Task description: Nothing other than the lines from the one containing "box: [544, 578, 572, 624]" through the last line of the data below should be output, each reproduced exactly.

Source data
=== Section Start ===

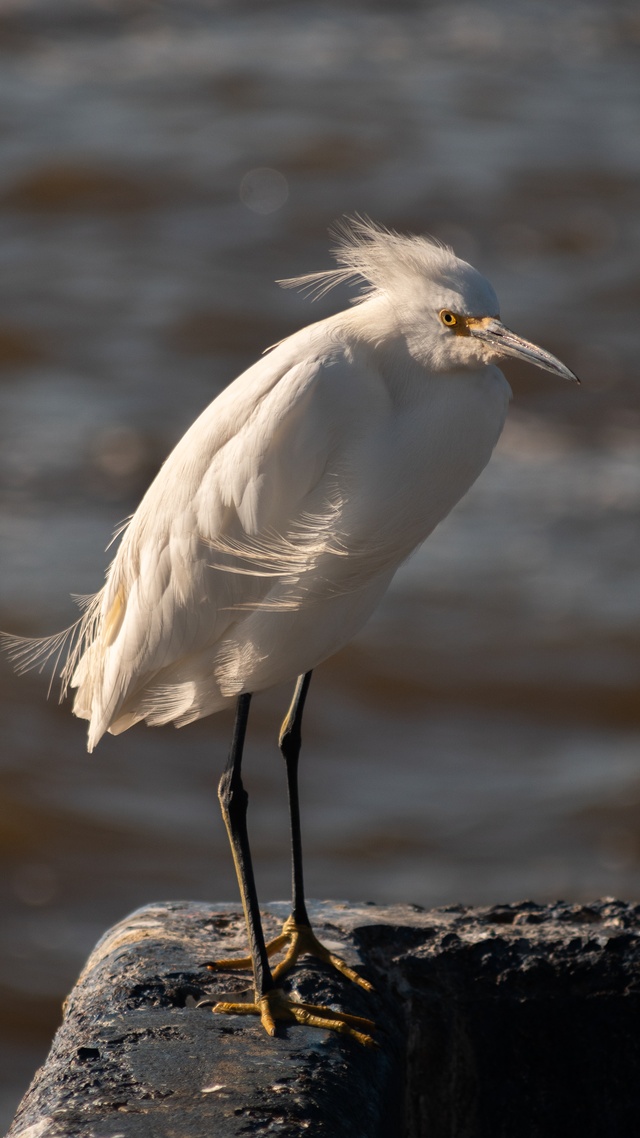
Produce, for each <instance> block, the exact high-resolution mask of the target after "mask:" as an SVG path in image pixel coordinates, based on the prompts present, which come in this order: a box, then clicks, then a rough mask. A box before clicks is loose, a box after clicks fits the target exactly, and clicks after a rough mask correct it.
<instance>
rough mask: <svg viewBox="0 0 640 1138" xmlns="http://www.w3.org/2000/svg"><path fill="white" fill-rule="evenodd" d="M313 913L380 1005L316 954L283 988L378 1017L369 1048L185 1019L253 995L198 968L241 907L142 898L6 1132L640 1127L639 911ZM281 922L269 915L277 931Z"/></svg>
mask: <svg viewBox="0 0 640 1138" xmlns="http://www.w3.org/2000/svg"><path fill="white" fill-rule="evenodd" d="M311 908H312V920H313V923H314V925H315V926H317V930H318V932H319V934H320V937H321V939H322V940H325V941H326V942H327V941H328V942H333V943H335V945H336V947H337V949H338V951H339V953H340V954H342V955H343V956H345V957H346V958H347V959H350V962H352V963H354V964H356V965H360V966H361V967H363V970H364V972H366V974H367V975H368V976H369V979H371V980H372V981H374V983H375V984H376V988H377V995H376V996H368V995H367V993H364V992H362V991H360V990H359V989H356V988H355V987H354V986H352V984H350V983H348V982H346V981H343V980H342V978H339V976H338V975H337V974H335V973H331V972H330V971H329V970H327V968H326V967H325V966H323V965H321V964H320V963H319V962H315V960H314V962H310V965H309V966H304V967H298V968H297V970H296V972H295V975H294V978H293V984H294V986H295V989H296V991H297V992H298V993H300V997H301V999H304V1000H306V1001H310V1003H319V1004H322V1003H326V1004H333V1005H337V1006H340V1007H343V1008H344V1009H346V1011H350V1012H353V1013H354V1014H361V1015H369V1016H371V1017H372V1019H375V1020H376V1021H377V1023H378V1024H379V1025H380V1028H383V1029H384V1031H383V1032H380V1044H381V1046H380V1048H379V1049H378V1050H369V1049H364V1048H361V1047H358V1046H356V1045H355V1044H352V1042H350V1041H348V1040H343V1039H340V1038H339V1037H338V1036H336V1034H334V1033H331V1032H322V1031H317V1030H313V1029H307V1028H302V1026H297V1025H292V1026H290V1028H289V1026H285V1028H284V1030H282V1033H281V1036H280V1037H279V1038H277V1039H273V1040H271V1039H268V1037H266V1036H265V1034H264V1033H263V1031H262V1029H261V1026H260V1024H259V1023H257V1021H255V1020H254V1019H253V1017H246V1019H245V1017H241V1016H229V1017H227V1016H214V1015H212V1014H211V1012H208V1011H206V1009H196V1008H195V1004H196V1003H197V1000H198V999H199V998H202V997H203V996H204V995H211V993H212V992H215V993H216V995H220V997H221V998H223V993H229V992H236V993H237V992H238V989H239V988H244V987H247V980H245V979H244V978H243V975H241V974H240V973H236V974H235V975H220V976H213V975H212V974H211V973H208V972H207V971H206V968H204V967H203V966H202V962H203V960H206V959H211V958H212V957H214V956H216V955H218V956H222V955H225V956H228V955H233V954H235V953H236V951H237V950H241V948H243V943H244V930H243V922H241V916H240V915H239V914H237V913H232V912H229V910H228V909H227V908H223V907H221V906H208V905H204V904H196V902H180V901H179V902H172V904H165V905H150V906H147V907H145V908H143V909H140V910H138V912H137V913H134V914H132V915H131V916H130V917H128V918H126V920H125V921H123V922H122V923H121V924H118V925H116V926H114V929H112V930H110V931H109V932H108V933H107V934H106V935H105V937H104V938H102V940H101V941H100V942H99V943H98V946H97V947H96V949H95V951H93V953H92V955H91V957H90V958H89V960H88V963H87V966H85V968H84V971H83V973H82V975H81V976H80V979H79V981H77V984H76V987H75V988H74V990H73V992H72V995H71V997H69V999H68V1001H67V1006H66V1012H65V1019H64V1023H63V1025H61V1028H60V1029H59V1031H58V1033H57V1036H56V1039H55V1041H54V1046H52V1048H51V1053H50V1055H49V1058H48V1061H47V1063H46V1065H44V1066H43V1067H42V1069H41V1070H40V1071H39V1072H38V1073H36V1075H35V1079H34V1081H33V1083H32V1086H31V1088H30V1090H28V1091H27V1094H26V1096H25V1098H24V1099H23V1103H22V1104H20V1107H19V1110H18V1113H17V1115H16V1120H15V1122H14V1125H13V1127H11V1129H10V1131H9V1135H10V1136H11V1138H63V1136H64V1138H75V1136H83V1138H85V1136H89V1135H91V1136H95V1138H121V1136H122V1138H142V1136H145V1138H149V1136H153V1138H164V1136H166V1138H200V1136H203V1138H204V1136H205V1135H206V1136H207V1138H210V1136H212V1135H215V1136H221V1138H227V1136H236V1135H238V1136H239V1135H259V1133H273V1135H281V1136H285V1138H293V1136H296V1138H298V1136H300V1135H302V1133H304V1132H305V1131H306V1130H309V1132H310V1133H313V1135H314V1136H315V1135H318V1136H325V1135H326V1136H328V1138H329V1136H330V1138H342V1136H345V1138H346V1136H348V1138H378V1136H380V1138H381V1136H383V1135H384V1136H385V1138H394V1136H397V1138H401V1136H404V1135H405V1136H410V1138H418V1136H420V1138H422V1136H425V1138H426V1136H428V1138H444V1136H446V1138H453V1136H456V1138H484V1136H486V1138H490V1136H491V1138H501V1136H504V1138H515V1136H518V1138H528V1136H531V1138H534V1136H535V1138H553V1136H556V1135H557V1136H563V1138H567V1136H569V1135H580V1136H581V1138H590V1136H593V1138H596V1136H598V1138H605V1136H606V1138H609V1136H614V1135H616V1136H617V1135H622V1133H634V1132H635V1130H637V1127H638V1118H639V1116H640V1115H639V1111H640V1079H639V1074H640V1030H639V1013H640V1007H639V999H640V906H631V905H625V904H624V902H621V901H612V900H605V901H598V902H594V904H593V905H589V906H579V905H568V904H565V902H558V904H556V905H551V906H544V907H543V906H538V905H534V904H533V902H525V904H523V905H514V906H499V907H493V908H477V909H465V908H462V907H452V908H448V909H437V910H432V912H422V910H420V909H419V908H417V907H410V906H393V907H388V908H377V907H375V906H359V905H338V904H336V902H326V904H315V905H312V907H311ZM286 915H287V906H286V905H271V906H268V909H266V910H265V925H266V929H268V932H269V933H270V932H271V930H273V932H274V931H277V930H278V929H279V926H280V923H281V921H282V920H284V917H285V916H286Z"/></svg>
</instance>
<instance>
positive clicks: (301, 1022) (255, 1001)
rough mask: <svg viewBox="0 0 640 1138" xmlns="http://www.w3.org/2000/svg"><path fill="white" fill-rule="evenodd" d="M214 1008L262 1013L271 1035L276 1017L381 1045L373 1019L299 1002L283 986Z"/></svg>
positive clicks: (274, 1030)
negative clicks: (301, 1003)
mask: <svg viewBox="0 0 640 1138" xmlns="http://www.w3.org/2000/svg"><path fill="white" fill-rule="evenodd" d="M212 1003H213V1001H212ZM203 1005H205V1000H202V1003H200V1004H199V1005H198V1007H200V1006H203ZM207 1006H208V1004H207ZM213 1012H214V1013H216V1012H218V1013H222V1014H224V1015H259V1016H260V1019H261V1022H262V1025H263V1028H264V1030H265V1031H266V1033H268V1034H269V1036H274V1034H276V1021H277V1020H284V1021H286V1022H288V1023H302V1024H304V1025H306V1026H309V1028H323V1029H326V1030H327V1031H337V1032H338V1033H339V1034H340V1036H348V1037H350V1038H351V1039H355V1040H356V1041H358V1042H359V1044H362V1046H363V1047H377V1046H378V1044H377V1042H376V1040H375V1039H374V1038H372V1036H371V1034H370V1032H371V1031H375V1030H376V1024H375V1023H374V1022H372V1020H366V1019H364V1017H363V1016H360V1015H347V1013H346V1012H336V1011H334V1008H330V1007H323V1006H322V1005H315V1004H301V1003H297V1000H294V999H292V998H290V997H289V996H287V995H286V993H285V992H284V991H282V990H281V989H279V988H272V989H271V990H270V991H268V992H266V995H265V996H261V997H260V998H259V999H256V1000H255V1003H254V1004H229V1003H219V1004H215V1005H214V1007H213Z"/></svg>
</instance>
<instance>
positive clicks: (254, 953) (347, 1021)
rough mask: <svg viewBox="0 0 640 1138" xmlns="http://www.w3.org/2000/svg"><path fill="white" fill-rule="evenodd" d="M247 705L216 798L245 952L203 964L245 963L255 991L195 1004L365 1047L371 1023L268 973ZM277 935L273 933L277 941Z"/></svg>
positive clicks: (239, 697) (243, 713) (217, 966)
mask: <svg viewBox="0 0 640 1138" xmlns="http://www.w3.org/2000/svg"><path fill="white" fill-rule="evenodd" d="M249 704H251V694H246V695H240V696H239V698H238V704H237V711H236V724H235V728H233V740H232V743H231V750H230V752H229V760H228V762H227V766H225V768H224V772H223V774H222V778H221V780H220V786H219V790H218V797H219V799H220V806H221V808H222V817H223V819H224V825H225V827H227V833H228V834H229V842H230V844H231V852H232V855H233V863H235V866H236V875H237V877H238V885H239V889H240V898H241V901H243V909H244V913H245V922H246V926H247V934H248V940H249V953H251V956H249V957H248V958H247V959H246V960H245V959H243V960H215V962H208V963H207V967H208V968H211V970H212V971H219V970H221V968H225V967H232V966H236V967H237V966H246V965H247V964H249V965H251V966H252V967H253V974H254V987H255V996H254V1001H253V1003H251V1004H244V1003H243V1004H240V1003H238V1004H237V1003H227V1001H218V1000H212V999H204V1000H200V1003H199V1005H198V1007H212V1008H213V1012H222V1013H225V1014H229V1015H260V1017H261V1021H262V1025H263V1028H264V1029H265V1031H266V1032H268V1034H270V1036H274V1034H276V1020H285V1021H288V1022H294V1023H303V1024H306V1025H309V1026H312V1028H325V1029H328V1030H330V1031H338V1032H340V1033H342V1034H346V1036H351V1037H352V1038H354V1039H356V1040H358V1041H359V1042H361V1044H364V1045H366V1046H374V1040H372V1038H371V1036H370V1034H369V1031H371V1029H372V1028H374V1026H375V1024H374V1023H372V1022H371V1021H370V1020H364V1019H362V1017H361V1016H356V1015H346V1014H345V1013H344V1012H335V1011H334V1009H333V1008H328V1007H321V1006H315V1005H313V1004H303V1003H301V1001H298V1000H293V999H292V998H290V997H289V996H288V995H287V993H286V992H284V991H282V990H281V989H280V988H278V987H277V986H276V983H274V979H273V976H272V975H271V971H270V968H269V955H270V953H271V951H274V950H277V949H273V947H272V943H270V945H269V948H268V946H265V943H264V933H263V931H262V921H261V916H260V907H259V902H257V890H256V888H255V877H254V873H253V865H252V858H251V849H249V841H248V831H247V802H248V795H247V792H246V790H245V787H244V785H243V780H241V776H240V768H241V761H243V750H244V743H245V735H246V729H247V719H248V714H249ZM280 939H281V938H277V940H278V941H279V940H280ZM285 939H286V938H285Z"/></svg>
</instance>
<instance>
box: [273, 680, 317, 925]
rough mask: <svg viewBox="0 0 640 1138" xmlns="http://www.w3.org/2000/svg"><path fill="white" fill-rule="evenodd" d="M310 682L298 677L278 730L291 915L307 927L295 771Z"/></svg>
mask: <svg viewBox="0 0 640 1138" xmlns="http://www.w3.org/2000/svg"><path fill="white" fill-rule="evenodd" d="M310 683H311V671H306V673H305V674H304V676H300V677H298V681H297V684H296V690H295V692H294V698H293V700H292V706H290V708H289V710H288V712H287V718H286V719H285V721H284V724H282V727H281V731H280V740H279V742H280V751H281V753H282V758H284V760H285V764H286V767H287V786H288V791H289V817H290V824H292V916H293V918H294V921H295V922H296V924H303V925H307V924H310V921H309V915H307V912H306V905H305V904H304V881H303V872H302V834H301V825H300V798H298V787H297V768H298V759H300V749H301V745H302V715H303V711H304V701H305V699H306V693H307V691H309V685H310Z"/></svg>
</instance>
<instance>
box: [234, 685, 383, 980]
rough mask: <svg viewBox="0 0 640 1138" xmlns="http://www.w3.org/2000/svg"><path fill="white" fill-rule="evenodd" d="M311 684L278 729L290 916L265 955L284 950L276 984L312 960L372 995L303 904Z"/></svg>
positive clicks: (353, 970) (359, 976)
mask: <svg viewBox="0 0 640 1138" xmlns="http://www.w3.org/2000/svg"><path fill="white" fill-rule="evenodd" d="M310 683H311V671H306V673H305V674H304V675H303V676H300V677H298V679H297V683H296V687H295V692H294V698H293V700H292V703H290V707H289V710H288V711H287V715H286V717H285V720H284V723H282V726H281V728H280V737H279V747H280V752H281V754H282V758H284V760H285V765H286V768H287V787H288V794H289V818H290V827H292V828H290V835H292V915H290V917H287V920H286V921H285V924H284V925H282V932H281V933H280V934H279V935H278V937H274V938H273V940H270V941H268V943H266V945H265V950H266V954H268V955H269V956H270V957H271V956H273V955H274V954H276V953H279V951H281V950H282V949H285V948H286V954H285V956H284V958H282V959H281V960H280V962H279V963H278V964H277V965H276V967H274V968H273V973H272V975H273V980H279V979H280V976H284V975H285V974H286V973H287V972H289V971H290V968H293V966H294V964H295V963H296V962H297V959H298V958H300V957H301V956H305V955H306V956H315V957H318V958H319V959H321V960H325V963H326V964H330V965H333V967H334V968H337V971H338V972H342V974H343V976H346V978H347V980H352V981H353V983H356V984H359V986H360V987H361V988H364V989H366V991H372V990H374V986H372V984H370V983H369V981H368V980H364V978H363V976H361V975H359V974H358V972H355V970H354V968H352V967H350V965H348V964H346V962H345V960H343V959H342V957H339V956H336V954H335V953H331V951H330V950H329V949H328V948H326V947H325V945H322V943H321V941H319V940H318V938H317V935H315V933H314V932H313V929H312V927H311V922H310V920H309V914H307V912H306V905H305V900H304V877H303V864H302V833H301V820H300V794H298V760H300V751H301V747H302V717H303V712H304V703H305V700H306V694H307V692H309V685H310ZM218 966H219V967H228V968H249V967H251V966H252V959H251V957H240V958H236V959H228V960H219V962H218Z"/></svg>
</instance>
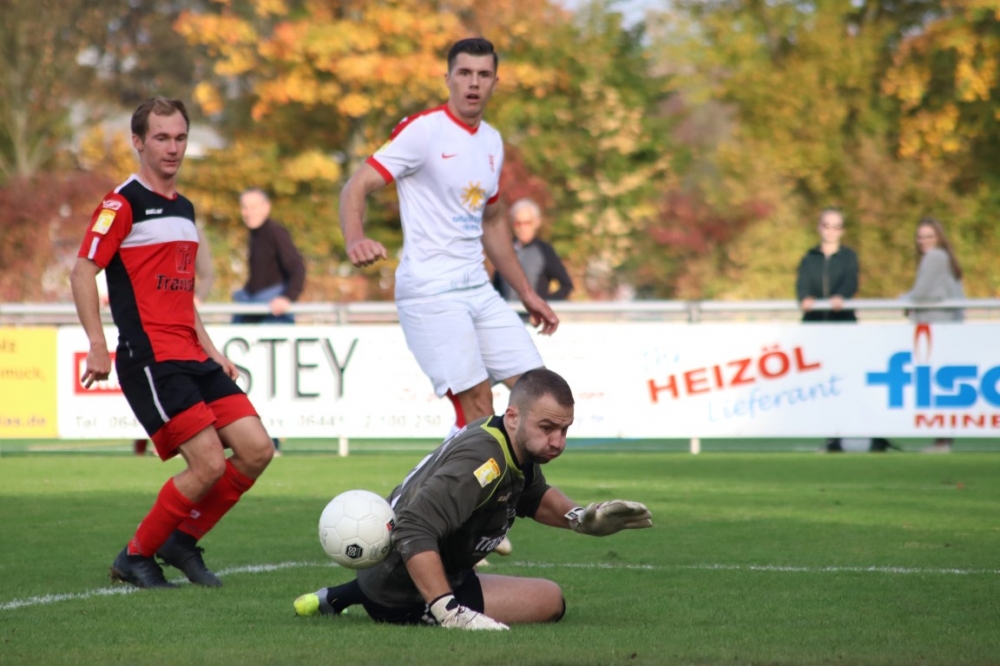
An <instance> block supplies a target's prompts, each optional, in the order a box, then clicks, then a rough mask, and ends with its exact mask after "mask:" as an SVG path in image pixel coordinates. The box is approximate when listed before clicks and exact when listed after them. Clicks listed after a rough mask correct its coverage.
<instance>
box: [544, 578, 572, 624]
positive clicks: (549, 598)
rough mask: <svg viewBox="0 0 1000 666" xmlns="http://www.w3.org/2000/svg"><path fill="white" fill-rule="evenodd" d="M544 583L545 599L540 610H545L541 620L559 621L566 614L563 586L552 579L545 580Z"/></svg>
mask: <svg viewBox="0 0 1000 666" xmlns="http://www.w3.org/2000/svg"><path fill="white" fill-rule="evenodd" d="M542 584H544V586H545V590H544V599H545V601H544V603H543V604H540V606H541V608H540V610H542V611H543V612H542V613H541V615H542V618H541V621H542V622H558V621H559V620H561V619H562V617H563V615H565V614H566V598H565V597H564V596H563V593H562V588H561V587H559V585H558V583H554V582H552V581H551V580H544V581H542Z"/></svg>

=== Section End ===

Solution to this exercise:
box: [544, 578, 572, 624]
positive clicks: (549, 598)
rough mask: <svg viewBox="0 0 1000 666" xmlns="http://www.w3.org/2000/svg"><path fill="white" fill-rule="evenodd" d="M544 583L545 599L540 610H545L541 620L559 621L566 614L563 586L552 579L545 580Z"/></svg>
mask: <svg viewBox="0 0 1000 666" xmlns="http://www.w3.org/2000/svg"><path fill="white" fill-rule="evenodd" d="M542 584H544V586H545V590H544V599H545V601H544V603H543V604H540V606H541V608H540V610H542V611H543V612H542V613H541V615H542V618H541V621H542V622H558V621H559V620H561V619H562V617H563V615H565V614H566V598H565V597H564V596H563V593H562V588H561V587H559V585H558V583H554V582H552V581H551V580H544V581H542Z"/></svg>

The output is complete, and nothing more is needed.